Stated problem: Turn every line of the rows below into a Markdown table with the columns "No." and "Line," numbering the lines in order and leaving out blank lines. Omit the pictures from the answer.

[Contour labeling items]
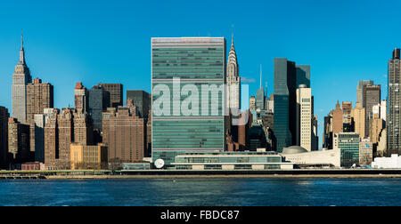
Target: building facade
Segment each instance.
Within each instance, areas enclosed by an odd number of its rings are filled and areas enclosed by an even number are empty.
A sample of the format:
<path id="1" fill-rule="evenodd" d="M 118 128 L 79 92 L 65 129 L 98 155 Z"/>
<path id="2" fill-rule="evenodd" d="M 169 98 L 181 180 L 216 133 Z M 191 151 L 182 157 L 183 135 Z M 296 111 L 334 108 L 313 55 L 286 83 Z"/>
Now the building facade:
<path id="1" fill-rule="evenodd" d="M 110 92 L 102 85 L 94 85 L 89 90 L 88 112 L 94 122 L 94 130 L 102 132 L 102 113 L 110 107 Z"/>
<path id="2" fill-rule="evenodd" d="M 225 39 L 152 38 L 151 54 L 153 160 L 168 165 L 181 153 L 225 150 Z M 174 84 L 178 78 L 180 84 Z M 200 105 L 205 105 L 191 113 L 180 111 L 185 100 L 176 97 L 188 85 L 198 89 Z M 172 92 L 176 100 L 163 98 L 162 92 Z M 168 105 L 160 111 L 161 101 Z"/>
<path id="3" fill-rule="evenodd" d="M 312 94 L 307 85 L 297 89 L 297 146 L 312 151 Z"/>
<path id="4" fill-rule="evenodd" d="M 35 115 L 43 114 L 45 108 L 53 108 L 53 86 L 36 78 L 27 85 L 27 124 L 30 127 L 30 151 L 35 152 Z"/>
<path id="5" fill-rule="evenodd" d="M 389 155 L 401 155 L 401 60 L 400 49 L 393 52 L 389 60 L 388 108 L 387 108 L 387 144 Z"/>
<path id="6" fill-rule="evenodd" d="M 148 118 L 149 110 L 151 108 L 151 99 L 149 92 L 144 91 L 127 91 L 127 100 L 132 100 L 136 108 L 136 113 L 141 118 Z"/>
<path id="7" fill-rule="evenodd" d="M 71 143 L 70 149 L 71 170 L 108 169 L 106 145 L 88 146 Z"/>
<path id="8" fill-rule="evenodd" d="M 12 75 L 12 117 L 27 123 L 27 84 L 32 82 L 29 68 L 25 61 L 25 51 L 21 36 L 20 61 Z"/>
<path id="9" fill-rule="evenodd" d="M 135 106 L 128 100 L 127 107 L 108 108 L 103 113 L 103 143 L 109 148 L 109 161 L 142 162 L 146 143 L 143 118 L 136 116 Z"/>
<path id="10" fill-rule="evenodd" d="M 75 109 L 79 112 L 87 112 L 89 108 L 89 92 L 82 83 L 77 83 L 74 89 Z"/>
<path id="11" fill-rule="evenodd" d="M 29 162 L 29 125 L 20 123 L 16 118 L 8 119 L 9 162 L 21 164 Z"/>
<path id="12" fill-rule="evenodd" d="M 110 107 L 117 108 L 119 106 L 123 106 L 122 84 L 99 84 L 98 85 L 110 92 Z"/>
<path id="13" fill-rule="evenodd" d="M 241 77 L 240 68 L 237 60 L 237 53 L 233 44 L 231 43 L 230 53 L 227 61 L 227 106 L 229 108 L 241 109 Z"/>
<path id="14" fill-rule="evenodd" d="M 333 135 L 333 149 L 340 151 L 341 167 L 359 164 L 359 134 L 340 132 Z"/>
<path id="15" fill-rule="evenodd" d="M 0 107 L 0 169 L 7 168 L 8 164 L 8 109 Z"/>

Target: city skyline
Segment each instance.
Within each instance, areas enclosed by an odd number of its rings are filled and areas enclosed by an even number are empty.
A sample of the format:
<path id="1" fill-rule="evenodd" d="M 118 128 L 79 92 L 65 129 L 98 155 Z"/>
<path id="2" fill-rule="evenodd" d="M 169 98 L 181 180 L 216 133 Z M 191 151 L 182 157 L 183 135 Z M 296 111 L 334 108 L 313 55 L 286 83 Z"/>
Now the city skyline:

Reply to the task:
| No. | Line |
|---|---|
| 1 | Target: building facade |
| 2 | Segment each instance. |
| 3 | Within each instance, areas enclosed by an odd number of its rings are filled and areas enclosed by an even number are empty. |
| 4 | A sample of the format: |
| 5 | <path id="1" fill-rule="evenodd" d="M 118 128 L 79 92 L 65 129 L 98 155 Z"/> |
| 6 | <path id="2" fill-rule="evenodd" d="M 169 98 L 181 180 L 216 133 Z M 191 151 L 182 157 L 183 135 Z M 296 111 L 334 108 L 313 55 L 286 83 Z"/> |
| 7 | Now the building facade: |
| 8 | <path id="1" fill-rule="evenodd" d="M 110 92 L 102 85 L 94 85 L 89 90 L 88 112 L 94 122 L 94 130 L 102 132 L 102 113 L 110 107 Z"/> |
| 9 | <path id="2" fill-rule="evenodd" d="M 225 39 L 152 38 L 151 54 L 153 160 L 168 165 L 181 153 L 225 150 Z M 174 84 L 178 78 L 180 84 Z M 200 105 L 205 105 L 191 113 L 180 111 L 185 100 L 176 97 L 188 85 L 198 89 Z M 172 92 L 176 100 L 163 98 L 162 92 Z M 168 105 L 160 111 L 161 101 Z"/> |
| 10 | <path id="3" fill-rule="evenodd" d="M 312 94 L 307 85 L 297 89 L 297 146 L 312 151 Z"/> |
| 11 | <path id="4" fill-rule="evenodd" d="M 35 115 L 43 114 L 45 108 L 53 108 L 53 86 L 36 78 L 27 85 L 27 124 L 30 127 L 30 151 L 35 152 Z"/> |
| 12 | <path id="5" fill-rule="evenodd" d="M 389 155 L 401 155 L 401 60 L 400 49 L 393 52 L 389 60 L 388 108 L 387 108 L 387 144 Z"/> |
| 13 | <path id="6" fill-rule="evenodd" d="M 148 118 L 149 110 L 151 108 L 151 99 L 149 92 L 144 91 L 127 91 L 127 100 L 132 100 L 136 108 L 136 113 L 141 118 Z"/> |
| 14 | <path id="7" fill-rule="evenodd" d="M 71 143 L 70 149 L 71 170 L 108 169 L 106 145 L 88 146 Z"/> |
| 15 | <path id="8" fill-rule="evenodd" d="M 12 75 L 12 117 L 27 123 L 27 84 L 32 82 L 29 68 L 25 61 L 25 51 L 21 36 L 20 61 Z"/> |
| 16 | <path id="9" fill-rule="evenodd" d="M 135 106 L 128 100 L 127 107 L 108 108 L 103 113 L 103 143 L 109 148 L 109 161 L 142 162 L 146 143 L 143 118 L 136 116 Z"/> |
| 17 | <path id="10" fill-rule="evenodd" d="M 75 109 L 79 112 L 87 112 L 89 108 L 89 92 L 82 83 L 77 83 L 74 89 Z"/> |
| 18 | <path id="11" fill-rule="evenodd" d="M 29 162 L 29 125 L 20 123 L 16 118 L 8 119 L 9 162 L 21 164 Z"/> |
| 19 | <path id="12" fill-rule="evenodd" d="M 110 107 L 117 108 L 119 106 L 123 106 L 122 84 L 99 84 L 98 85 L 110 92 Z"/> |
| 20 | <path id="13" fill-rule="evenodd" d="M 241 77 L 240 68 L 237 60 L 237 53 L 233 44 L 231 43 L 230 53 L 227 61 L 227 106 L 229 108 L 241 109 Z"/> |
| 21 | <path id="14" fill-rule="evenodd" d="M 333 135 L 333 149 L 340 151 L 341 167 L 359 164 L 359 134 L 340 132 Z"/> |
| 22 | <path id="15" fill-rule="evenodd" d="M 0 107 L 0 169 L 7 168 L 8 164 L 8 109 Z"/> |
| 23 | Target: city skyline |
| 24 | Segment each instance. |
| 25 | Within each instance, areas enclosed by an odd number of its rings are filled and areas enclosed by an even number are empty. |
| 26 | A sample of the format: |
| 27 | <path id="1" fill-rule="evenodd" d="M 118 128 L 79 92 L 65 129 L 98 155 Z"/> |
| 28 | <path id="2" fill-rule="evenodd" d="M 169 98 L 181 180 L 216 133 Z M 191 151 L 182 157 L 183 135 Z M 296 111 L 334 108 L 313 55 L 286 83 Z"/> |
| 29 | Now the city skyline: |